> **Selection**:
(begin)
We Face Certain Human Resource Risks Associated with Potential Labor Disruptions and/or With the Availability of Trained and Qualified Labor to Meet Our Future Staffing Requirements
We must find ways to balance the retention of our aging skilled workforce while recruiting new talent to mitigate losses in critical knowledge and skills due to retirements. Further, a significant number of our physical workforce are represented by unions and while we believe that our relations with our employees are generally fair, we cannot provide assurances that the company will be completely free of labor disruptions such as work stoppages, work slowdowns, union organizing campaigns, strikes, lockouts or that any labor disruption will be favorably resolved. Mitigating these risks could require additional financial commitments and the failure to retain or attract trained and qualified labor could have an adverse effect on our business.
(end)
Extracted data entries
(begin)
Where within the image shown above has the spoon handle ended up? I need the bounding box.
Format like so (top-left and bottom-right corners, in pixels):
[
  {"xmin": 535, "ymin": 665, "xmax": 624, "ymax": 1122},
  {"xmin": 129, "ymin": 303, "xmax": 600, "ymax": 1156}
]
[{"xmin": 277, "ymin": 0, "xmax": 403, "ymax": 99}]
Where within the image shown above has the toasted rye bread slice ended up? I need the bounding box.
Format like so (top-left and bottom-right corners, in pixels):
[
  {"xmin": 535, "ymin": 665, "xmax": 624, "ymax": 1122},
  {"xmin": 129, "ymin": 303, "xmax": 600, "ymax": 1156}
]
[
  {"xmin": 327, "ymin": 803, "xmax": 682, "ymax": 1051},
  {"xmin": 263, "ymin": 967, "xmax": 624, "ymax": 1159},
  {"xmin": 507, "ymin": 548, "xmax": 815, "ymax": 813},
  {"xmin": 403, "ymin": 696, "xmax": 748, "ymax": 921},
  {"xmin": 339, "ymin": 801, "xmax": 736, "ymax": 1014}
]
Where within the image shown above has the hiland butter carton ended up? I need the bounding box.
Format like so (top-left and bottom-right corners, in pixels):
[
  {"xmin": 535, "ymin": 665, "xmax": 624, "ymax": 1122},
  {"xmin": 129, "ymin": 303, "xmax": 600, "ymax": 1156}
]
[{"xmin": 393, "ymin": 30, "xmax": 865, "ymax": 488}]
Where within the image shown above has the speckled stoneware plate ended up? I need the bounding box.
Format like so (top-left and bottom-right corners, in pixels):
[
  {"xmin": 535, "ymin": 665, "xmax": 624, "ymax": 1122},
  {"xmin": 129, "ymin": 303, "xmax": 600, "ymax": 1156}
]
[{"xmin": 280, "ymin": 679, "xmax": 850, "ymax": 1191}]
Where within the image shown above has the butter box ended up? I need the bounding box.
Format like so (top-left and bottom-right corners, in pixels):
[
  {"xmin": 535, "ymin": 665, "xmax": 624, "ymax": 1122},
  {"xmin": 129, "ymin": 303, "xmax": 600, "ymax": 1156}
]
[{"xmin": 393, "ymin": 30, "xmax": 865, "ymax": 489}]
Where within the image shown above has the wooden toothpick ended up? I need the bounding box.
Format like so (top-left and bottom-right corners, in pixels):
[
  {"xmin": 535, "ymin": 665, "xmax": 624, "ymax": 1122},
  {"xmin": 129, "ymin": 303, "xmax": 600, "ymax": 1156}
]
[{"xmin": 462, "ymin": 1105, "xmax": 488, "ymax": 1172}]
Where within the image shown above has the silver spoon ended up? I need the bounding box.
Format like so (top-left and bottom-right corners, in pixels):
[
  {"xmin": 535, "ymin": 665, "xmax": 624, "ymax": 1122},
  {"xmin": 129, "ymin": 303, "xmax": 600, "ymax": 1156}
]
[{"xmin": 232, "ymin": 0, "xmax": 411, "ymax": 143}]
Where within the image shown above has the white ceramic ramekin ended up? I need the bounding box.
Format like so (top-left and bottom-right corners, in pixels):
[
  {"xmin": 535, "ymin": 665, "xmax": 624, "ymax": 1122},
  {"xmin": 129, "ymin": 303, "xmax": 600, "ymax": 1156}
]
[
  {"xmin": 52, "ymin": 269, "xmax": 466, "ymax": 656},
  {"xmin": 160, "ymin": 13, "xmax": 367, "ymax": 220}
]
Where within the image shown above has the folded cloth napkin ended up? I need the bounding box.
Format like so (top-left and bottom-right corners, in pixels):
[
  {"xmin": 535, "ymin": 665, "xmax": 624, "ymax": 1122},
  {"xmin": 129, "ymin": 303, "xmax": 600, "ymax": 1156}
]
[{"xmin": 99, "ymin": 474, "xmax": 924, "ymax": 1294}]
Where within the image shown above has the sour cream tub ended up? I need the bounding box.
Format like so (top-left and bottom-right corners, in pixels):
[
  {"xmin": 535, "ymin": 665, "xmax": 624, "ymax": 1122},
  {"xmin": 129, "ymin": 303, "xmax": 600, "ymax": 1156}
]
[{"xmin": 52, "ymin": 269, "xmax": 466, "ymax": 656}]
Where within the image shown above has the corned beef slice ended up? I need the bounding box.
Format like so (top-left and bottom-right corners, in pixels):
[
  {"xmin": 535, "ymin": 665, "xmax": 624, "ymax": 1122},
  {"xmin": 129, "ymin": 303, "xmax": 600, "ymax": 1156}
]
(end)
> **Task requirements**: Write out the entire labor risk passage word for word. The listing has no connection to the labor risk passage.

> **Result for this task**:
We Face Certain Human Resource Risks Associated with Potential Labor Disruptions and/or With the Availability of Trained and Qualified Labor to Meet Our Future Staffing Requirements
We must find ways to balance the retention of our aging skilled workforce while recruiting new talent to mitigate losses in critical knowledge and skills due to retirements. Further, a significant number of our physical workforce are represented by unions and while we believe that our relations with our employees are generally fair, we cannot provide assurances that the company will be completely free of labor disruptions such as work stoppages, work slowdowns, union organizing campaigns, strikes, lockouts or that any labor disruption will be favorably resolved. Mitigating these risks could require additional financial commitments and the failure to retain or attract trained and qualified labor could have an adverse effect on our business.